Recorded data

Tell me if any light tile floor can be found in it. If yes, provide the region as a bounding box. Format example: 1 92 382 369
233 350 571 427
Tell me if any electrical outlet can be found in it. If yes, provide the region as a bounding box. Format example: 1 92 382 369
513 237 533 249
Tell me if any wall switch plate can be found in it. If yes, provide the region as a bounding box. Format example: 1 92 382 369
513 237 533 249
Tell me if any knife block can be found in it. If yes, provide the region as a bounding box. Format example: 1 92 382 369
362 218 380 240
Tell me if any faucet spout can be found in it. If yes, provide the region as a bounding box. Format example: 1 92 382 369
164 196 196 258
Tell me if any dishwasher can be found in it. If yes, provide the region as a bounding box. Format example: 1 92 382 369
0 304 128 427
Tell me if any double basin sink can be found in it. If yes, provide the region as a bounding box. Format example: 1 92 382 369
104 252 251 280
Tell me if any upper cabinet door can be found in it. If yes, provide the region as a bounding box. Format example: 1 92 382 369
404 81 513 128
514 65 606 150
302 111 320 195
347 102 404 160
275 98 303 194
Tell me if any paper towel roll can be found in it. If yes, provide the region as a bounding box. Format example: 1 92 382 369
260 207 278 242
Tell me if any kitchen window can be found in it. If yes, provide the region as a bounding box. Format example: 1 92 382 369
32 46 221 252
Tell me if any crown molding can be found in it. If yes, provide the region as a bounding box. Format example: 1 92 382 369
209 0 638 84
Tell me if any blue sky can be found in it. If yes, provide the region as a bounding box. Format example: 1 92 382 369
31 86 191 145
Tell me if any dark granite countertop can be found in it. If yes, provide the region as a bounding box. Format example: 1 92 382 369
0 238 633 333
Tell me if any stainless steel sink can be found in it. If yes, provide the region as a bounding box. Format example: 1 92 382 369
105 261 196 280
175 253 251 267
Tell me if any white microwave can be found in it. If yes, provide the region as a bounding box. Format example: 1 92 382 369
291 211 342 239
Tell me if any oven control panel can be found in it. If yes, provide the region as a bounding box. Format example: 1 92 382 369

DESCRIPTION OF THE TASK.
Copy every row above word for word, keeping the lines in their original order.

SOLUTION FOR THIS TASK.
Tell me if any light tile floor can be found in it. If yes, provide the region as a bounding box. Format example: 1 92 382 369
233 350 571 427
Tell me if any electrical outlet can be found in it. If yes, provide the region as a bounding box. Format example: 1 92 382 369
513 237 533 249
Tell me if any wall switch plate can be found in it. If yes, provide the region as a bounding box. Format example: 1 92 382 369
513 237 533 249
Tell me if any knife block can be found in it. If yes, provide the region as a bounding box. Format example: 1 92 382 369
362 218 380 240
Tell me if any faucet spout can be found in it. If yes, provide the region as a bounding box. Format example: 1 92 382 369
164 196 196 258
Tell me if any dishwasher can be found in it. If yes, provide the region as a bounding box. Format example: 1 92 382 369
0 304 128 427
Tell me if any double basin sink can be found in it. If yes, provide the region as a bounding box. Format example: 1 92 382 369
104 252 251 280
Tell me if any upper cabinet door can be found in it. If yes, provide the region as a bounding box. Format example: 1 92 382 369
404 81 513 128
514 65 606 150
302 111 320 195
347 102 404 160
275 98 303 194
Tell me if any paper towel roll can be found in it. If yes, provide the region as a bounding box. Format example: 1 92 382 369
260 207 278 242
Tell me if any kitchen window can be found in it. If yes, provide the region as a bounding box. Format example: 1 92 382 369
32 46 221 252
Tell me if any crown molding can be found in it. If yes, provide the region as a bounding box. Format example: 1 92 382 369
209 0 638 84
Tell me if any blue sky can be found in it. If yes, provide the region as a bounding box. Format example: 1 92 382 369
31 86 191 145
Tell me if any dark granite countertop can be found in it. If yes, provide the region as a bounding box. Format example: 1 92 382 369
0 238 633 333
Tell me if any stainless steel sink can be found in it. If yes, provide the region as a bounding box. Format example: 1 92 382 369
105 261 196 280
175 253 251 267
Tell me if any white microwave can be found in it. If yes, provide the region as a bounding box. Format example: 1 92 382 369
291 211 342 239
Tell me if any oven control panel can be found in it. If yes, provide the region as a bounding box. Format example: 1 92 382 369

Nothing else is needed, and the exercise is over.